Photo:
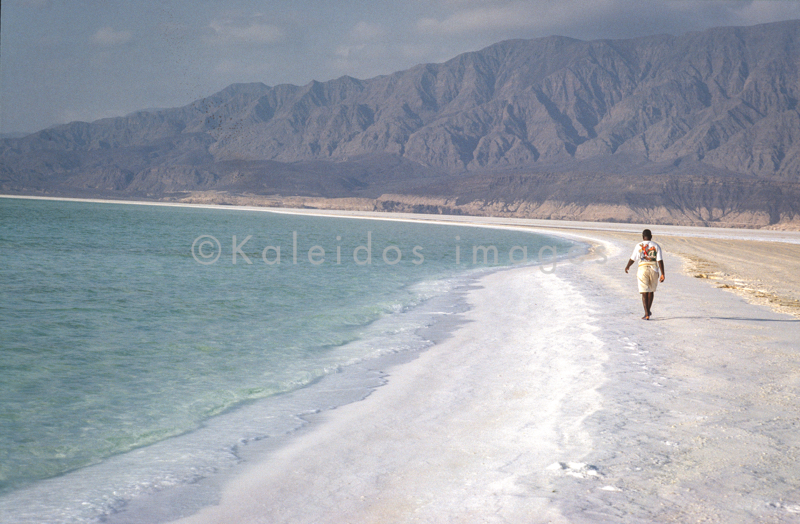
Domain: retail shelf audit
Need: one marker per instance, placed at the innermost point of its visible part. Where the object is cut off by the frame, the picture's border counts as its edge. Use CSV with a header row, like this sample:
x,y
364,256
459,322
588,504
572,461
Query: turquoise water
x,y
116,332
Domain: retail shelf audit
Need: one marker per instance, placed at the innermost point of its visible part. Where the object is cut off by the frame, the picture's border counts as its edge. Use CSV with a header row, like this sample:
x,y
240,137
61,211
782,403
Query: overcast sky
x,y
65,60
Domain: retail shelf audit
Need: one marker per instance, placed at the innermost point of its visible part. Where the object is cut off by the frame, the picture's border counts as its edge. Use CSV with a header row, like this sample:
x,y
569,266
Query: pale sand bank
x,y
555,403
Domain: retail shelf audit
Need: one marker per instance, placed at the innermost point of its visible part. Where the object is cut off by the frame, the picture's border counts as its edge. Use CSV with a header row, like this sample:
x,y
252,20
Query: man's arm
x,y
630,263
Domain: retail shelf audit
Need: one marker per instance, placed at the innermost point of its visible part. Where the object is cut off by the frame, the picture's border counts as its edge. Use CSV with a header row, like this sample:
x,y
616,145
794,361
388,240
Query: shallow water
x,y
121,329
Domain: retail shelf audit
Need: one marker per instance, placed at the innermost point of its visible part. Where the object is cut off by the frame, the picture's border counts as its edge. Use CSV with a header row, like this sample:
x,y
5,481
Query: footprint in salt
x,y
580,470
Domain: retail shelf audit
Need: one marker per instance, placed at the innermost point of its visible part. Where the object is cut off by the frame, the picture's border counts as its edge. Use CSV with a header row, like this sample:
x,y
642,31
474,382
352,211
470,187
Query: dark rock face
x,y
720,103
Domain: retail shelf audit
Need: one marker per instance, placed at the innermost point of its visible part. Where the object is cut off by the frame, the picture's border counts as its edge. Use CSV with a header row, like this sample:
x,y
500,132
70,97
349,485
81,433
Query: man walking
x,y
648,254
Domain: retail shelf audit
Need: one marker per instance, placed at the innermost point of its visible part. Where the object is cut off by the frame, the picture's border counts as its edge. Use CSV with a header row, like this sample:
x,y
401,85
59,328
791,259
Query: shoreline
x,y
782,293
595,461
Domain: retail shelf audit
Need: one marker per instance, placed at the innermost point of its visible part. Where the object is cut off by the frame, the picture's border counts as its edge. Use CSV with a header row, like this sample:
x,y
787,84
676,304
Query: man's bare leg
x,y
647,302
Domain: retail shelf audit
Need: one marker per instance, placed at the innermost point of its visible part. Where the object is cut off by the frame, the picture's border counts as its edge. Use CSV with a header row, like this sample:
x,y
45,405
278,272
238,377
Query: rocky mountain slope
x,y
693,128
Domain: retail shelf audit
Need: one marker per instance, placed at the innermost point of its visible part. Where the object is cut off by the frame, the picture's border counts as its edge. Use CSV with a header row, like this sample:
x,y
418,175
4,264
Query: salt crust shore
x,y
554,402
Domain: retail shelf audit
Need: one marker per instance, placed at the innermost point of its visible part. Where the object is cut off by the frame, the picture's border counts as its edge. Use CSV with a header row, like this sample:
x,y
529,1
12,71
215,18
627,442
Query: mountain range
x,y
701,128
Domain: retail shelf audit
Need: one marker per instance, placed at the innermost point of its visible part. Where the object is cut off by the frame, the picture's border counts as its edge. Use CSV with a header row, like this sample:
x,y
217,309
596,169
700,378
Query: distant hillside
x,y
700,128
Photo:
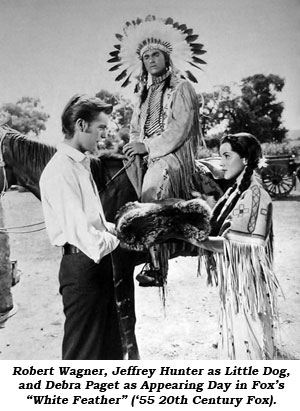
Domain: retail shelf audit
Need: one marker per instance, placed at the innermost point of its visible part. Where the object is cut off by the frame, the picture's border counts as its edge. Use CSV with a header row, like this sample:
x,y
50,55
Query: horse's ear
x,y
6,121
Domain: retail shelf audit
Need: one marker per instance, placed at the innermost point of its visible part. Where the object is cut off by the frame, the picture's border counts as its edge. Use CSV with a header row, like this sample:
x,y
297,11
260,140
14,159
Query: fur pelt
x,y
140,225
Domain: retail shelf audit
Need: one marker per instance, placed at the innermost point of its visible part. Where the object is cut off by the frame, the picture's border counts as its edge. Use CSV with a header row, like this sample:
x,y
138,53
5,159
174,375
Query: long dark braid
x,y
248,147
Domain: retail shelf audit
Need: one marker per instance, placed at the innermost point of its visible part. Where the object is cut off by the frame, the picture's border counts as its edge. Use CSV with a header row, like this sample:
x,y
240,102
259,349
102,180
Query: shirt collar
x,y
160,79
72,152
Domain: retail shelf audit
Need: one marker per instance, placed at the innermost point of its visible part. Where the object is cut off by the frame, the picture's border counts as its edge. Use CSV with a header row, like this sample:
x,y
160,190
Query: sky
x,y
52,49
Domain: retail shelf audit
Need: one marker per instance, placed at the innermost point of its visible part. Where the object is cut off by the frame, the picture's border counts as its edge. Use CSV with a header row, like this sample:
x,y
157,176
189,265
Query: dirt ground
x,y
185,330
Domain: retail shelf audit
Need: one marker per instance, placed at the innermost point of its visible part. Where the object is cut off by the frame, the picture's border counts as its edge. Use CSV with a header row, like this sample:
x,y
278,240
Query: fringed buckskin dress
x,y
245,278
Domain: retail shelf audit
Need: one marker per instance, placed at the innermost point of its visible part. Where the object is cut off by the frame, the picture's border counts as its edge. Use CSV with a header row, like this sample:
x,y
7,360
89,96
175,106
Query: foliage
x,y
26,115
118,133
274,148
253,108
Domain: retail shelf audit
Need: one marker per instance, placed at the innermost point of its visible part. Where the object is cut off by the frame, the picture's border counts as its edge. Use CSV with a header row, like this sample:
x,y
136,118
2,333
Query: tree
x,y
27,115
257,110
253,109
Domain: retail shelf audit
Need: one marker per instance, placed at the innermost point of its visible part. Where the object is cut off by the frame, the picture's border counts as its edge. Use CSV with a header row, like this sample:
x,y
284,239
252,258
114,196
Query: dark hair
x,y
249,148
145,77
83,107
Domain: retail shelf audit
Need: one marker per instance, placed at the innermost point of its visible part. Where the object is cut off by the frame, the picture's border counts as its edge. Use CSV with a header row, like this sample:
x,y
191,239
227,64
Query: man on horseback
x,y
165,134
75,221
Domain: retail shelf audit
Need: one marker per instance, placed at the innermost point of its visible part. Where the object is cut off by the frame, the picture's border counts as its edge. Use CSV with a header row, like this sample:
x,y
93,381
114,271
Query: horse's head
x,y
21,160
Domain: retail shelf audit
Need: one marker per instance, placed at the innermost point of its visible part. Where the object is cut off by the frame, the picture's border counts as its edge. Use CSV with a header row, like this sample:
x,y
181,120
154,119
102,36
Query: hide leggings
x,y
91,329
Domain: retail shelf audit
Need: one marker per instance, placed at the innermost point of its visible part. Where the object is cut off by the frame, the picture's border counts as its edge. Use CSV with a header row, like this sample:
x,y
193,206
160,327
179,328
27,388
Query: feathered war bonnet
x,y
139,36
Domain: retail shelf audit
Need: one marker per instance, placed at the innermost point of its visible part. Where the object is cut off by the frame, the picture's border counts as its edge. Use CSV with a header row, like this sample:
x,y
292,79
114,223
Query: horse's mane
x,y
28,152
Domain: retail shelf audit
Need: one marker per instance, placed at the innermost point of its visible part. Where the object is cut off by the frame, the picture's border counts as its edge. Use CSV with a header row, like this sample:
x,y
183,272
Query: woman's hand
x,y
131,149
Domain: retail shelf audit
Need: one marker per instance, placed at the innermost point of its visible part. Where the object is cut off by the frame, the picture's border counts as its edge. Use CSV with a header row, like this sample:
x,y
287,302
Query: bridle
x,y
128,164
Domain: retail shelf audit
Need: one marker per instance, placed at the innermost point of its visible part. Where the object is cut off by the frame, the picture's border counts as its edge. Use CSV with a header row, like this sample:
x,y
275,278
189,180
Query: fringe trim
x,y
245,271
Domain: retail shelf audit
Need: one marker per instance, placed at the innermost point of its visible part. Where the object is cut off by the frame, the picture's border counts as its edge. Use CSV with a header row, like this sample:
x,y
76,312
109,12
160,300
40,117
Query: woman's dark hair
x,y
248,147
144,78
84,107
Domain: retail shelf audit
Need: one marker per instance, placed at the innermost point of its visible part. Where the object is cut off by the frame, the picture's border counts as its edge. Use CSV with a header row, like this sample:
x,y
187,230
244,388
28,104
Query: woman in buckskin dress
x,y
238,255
◇ ◇ ◇ ◇ ◇ ◇ ◇
- _Consegna_: Quali righe dei record qui sopra contengono la stringa «hair»? Mostrale tutte, copiandole per intero.

- _Soluzione_:
Query: dark hair
Query: woman's dark hair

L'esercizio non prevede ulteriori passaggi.